### [TASK REQUIREMENTS]
1. In the article on the Kaiser Permanente strike, how many unionized healthcare workers are reported to be taking part?
2. Copy the Kaiser strike article word for word from "Still, the strike" to "the labor force.".
3. Resume the article on the Kaiser Permanente strike after its final sentence.

### [PASSAGE]
By Steve Gorman
LOS ANGELES (Reuters) – Some 75,000 unionized healthcare workers at Kaiser Permanente, one of the top U.S. medical employers, entered the third day of a planned 72-hour strike on Friday, as contract talks focusing on staffing shortages and pay appeared to remain in a stalemate.
Nurses, medical technicians and other support personnel at hundreds of Kaiser hospitals and clinics in California, Oregon, Washington state, Colorado, Virginia and the District Columbia, took to picket lines on Wednesday morning in the largest strike ever in the U.S. healthcare sector.
Kaiser, has said its hospitals and emergency departments have remained open despite the walkout, staffed by doctors, managers and “contingency workers.”
Still, the strike pushed Kaiser to the forefront of growing labor unrest in the healthcare industry – and across the U.S. economy – driven by the erosion of workers’ earning power due to inflation and pandemic-related disruptions in the labor force.
A marathon, round-the-clock bargaining session in which acting U.S. Labor Secretary Julie Su traveled to California on the eve of the strike to serve as a mediator broke off on Wednesday without a settlement.
Kaiser, a leading nonprofit hospital network and managed-care organization, said then that progress had been made on some unspecified issues.

### [EXTRACTED RECORDS]
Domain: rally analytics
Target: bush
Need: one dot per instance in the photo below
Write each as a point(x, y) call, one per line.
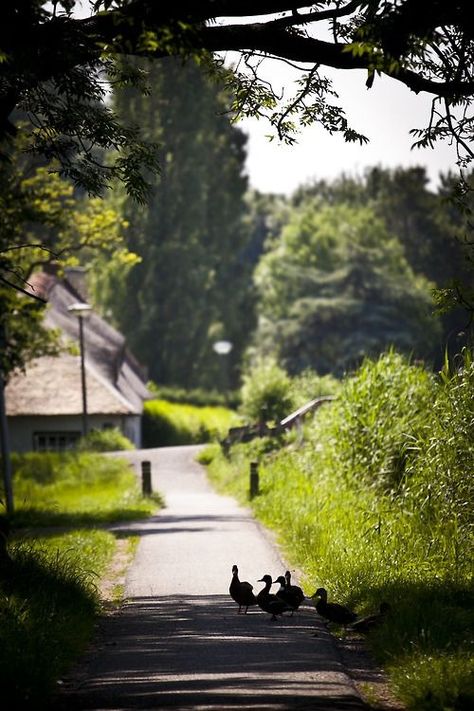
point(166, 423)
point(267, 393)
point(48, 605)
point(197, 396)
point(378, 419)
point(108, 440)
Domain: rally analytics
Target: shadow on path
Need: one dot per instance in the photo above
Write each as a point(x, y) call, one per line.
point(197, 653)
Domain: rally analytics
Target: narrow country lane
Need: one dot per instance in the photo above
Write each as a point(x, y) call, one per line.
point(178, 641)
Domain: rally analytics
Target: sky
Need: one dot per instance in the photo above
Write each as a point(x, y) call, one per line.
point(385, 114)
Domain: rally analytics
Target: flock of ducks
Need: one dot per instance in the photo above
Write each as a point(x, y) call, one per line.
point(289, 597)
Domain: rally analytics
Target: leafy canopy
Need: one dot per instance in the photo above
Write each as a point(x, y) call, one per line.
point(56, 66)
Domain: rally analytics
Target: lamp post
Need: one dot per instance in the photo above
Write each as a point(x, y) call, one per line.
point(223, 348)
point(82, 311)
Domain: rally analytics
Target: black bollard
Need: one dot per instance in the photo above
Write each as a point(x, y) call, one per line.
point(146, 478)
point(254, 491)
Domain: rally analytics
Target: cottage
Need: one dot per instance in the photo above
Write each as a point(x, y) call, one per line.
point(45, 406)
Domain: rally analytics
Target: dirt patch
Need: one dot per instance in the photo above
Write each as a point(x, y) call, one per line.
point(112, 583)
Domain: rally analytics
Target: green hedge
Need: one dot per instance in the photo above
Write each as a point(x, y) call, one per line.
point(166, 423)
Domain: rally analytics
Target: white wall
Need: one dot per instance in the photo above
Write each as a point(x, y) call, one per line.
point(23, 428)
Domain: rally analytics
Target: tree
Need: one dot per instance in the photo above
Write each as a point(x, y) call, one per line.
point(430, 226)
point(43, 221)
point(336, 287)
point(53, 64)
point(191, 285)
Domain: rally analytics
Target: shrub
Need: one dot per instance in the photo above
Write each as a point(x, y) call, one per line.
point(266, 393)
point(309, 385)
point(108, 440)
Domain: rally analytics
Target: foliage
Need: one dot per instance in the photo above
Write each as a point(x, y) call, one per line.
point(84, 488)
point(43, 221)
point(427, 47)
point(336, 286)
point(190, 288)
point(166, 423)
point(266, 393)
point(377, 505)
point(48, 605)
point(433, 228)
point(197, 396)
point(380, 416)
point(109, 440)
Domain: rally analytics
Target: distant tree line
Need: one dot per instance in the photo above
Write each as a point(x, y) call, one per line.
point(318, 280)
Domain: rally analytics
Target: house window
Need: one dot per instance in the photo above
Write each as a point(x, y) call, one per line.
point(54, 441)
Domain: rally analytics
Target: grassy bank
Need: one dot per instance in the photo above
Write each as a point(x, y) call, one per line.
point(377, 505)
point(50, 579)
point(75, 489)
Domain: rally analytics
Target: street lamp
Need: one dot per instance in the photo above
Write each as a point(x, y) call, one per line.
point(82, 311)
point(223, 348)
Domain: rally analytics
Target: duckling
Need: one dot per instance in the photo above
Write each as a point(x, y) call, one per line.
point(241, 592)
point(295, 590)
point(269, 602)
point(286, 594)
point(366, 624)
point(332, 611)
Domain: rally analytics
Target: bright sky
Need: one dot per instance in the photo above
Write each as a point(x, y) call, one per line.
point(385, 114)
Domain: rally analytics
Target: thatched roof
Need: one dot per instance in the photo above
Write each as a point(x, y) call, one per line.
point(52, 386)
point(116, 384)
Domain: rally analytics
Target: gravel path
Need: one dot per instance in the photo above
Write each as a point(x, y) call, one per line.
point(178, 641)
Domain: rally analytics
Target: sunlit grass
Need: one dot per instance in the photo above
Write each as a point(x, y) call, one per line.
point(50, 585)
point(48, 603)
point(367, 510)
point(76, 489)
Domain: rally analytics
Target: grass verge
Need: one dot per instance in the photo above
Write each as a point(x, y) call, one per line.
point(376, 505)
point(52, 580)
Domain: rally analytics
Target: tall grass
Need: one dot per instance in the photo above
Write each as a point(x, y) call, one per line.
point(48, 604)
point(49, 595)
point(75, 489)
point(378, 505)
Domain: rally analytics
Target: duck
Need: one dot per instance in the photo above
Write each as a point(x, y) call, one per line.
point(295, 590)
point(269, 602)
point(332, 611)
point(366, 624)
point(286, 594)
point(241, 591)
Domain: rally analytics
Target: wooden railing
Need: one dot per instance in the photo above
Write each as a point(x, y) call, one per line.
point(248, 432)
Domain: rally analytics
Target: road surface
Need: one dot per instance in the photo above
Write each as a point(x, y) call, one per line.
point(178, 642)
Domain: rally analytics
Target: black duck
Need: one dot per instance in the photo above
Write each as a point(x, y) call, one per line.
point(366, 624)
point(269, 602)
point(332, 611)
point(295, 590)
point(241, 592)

### [EXERCISE RESPONSES]
1. Some 75,000.

2.
Still, the strike pushed Kaiser to the forefront of growing labor unrest in the healthcare industry – and across the U.S. economy – driven by the erosion of workers’ earning power due to inflation and pandemic-related disruptions in the labor force.

3.
But union officials countered they were “awaiting a meaningful response” from company executives to all of their biggest priorities, including demands for higher pay and increased hiring to address “crisis”-level staffing shortages.
Both sides expressed a readiness to return to the bargaining table, but as of late Thursday there was no word that talks had resumed or that more negotiations had been scheduled.
“All of the biggest, thorniest issues are still out there,” Caroline Lucas, a spokesperson for the Coalition of Kaiser Permanente Unions said telephone on Thursday afternoon. “We’re looking forward to counterproposals.”
In any case, Lucas said, the striking workers will all return to their jobs by 6 a.m. on Saturday, 72 hours after the strike began, because healthcare workers by law must give advance notice of 10 days of any intent to go on strike.
Kaiser kept silent on the status of its contract deliberations through the day on Thursday.
Its previous four-year labor contract expired on Sept. 30, after nearly six months of labor negotiations.
BURNOUT AND HIGH TURNOVER
The union coalition has accused the company of failing to address a prolonged staffing crunch at Kaiser facilities that has left employees feeling overworked and underpaid while compromising patient care.
The company has acknowledged staffing shortages plaguing the entire sector, a consequence of occupational “burnout” from the COVID-19 pandemic, leading to more than 5 million medical workers leaving their jobs.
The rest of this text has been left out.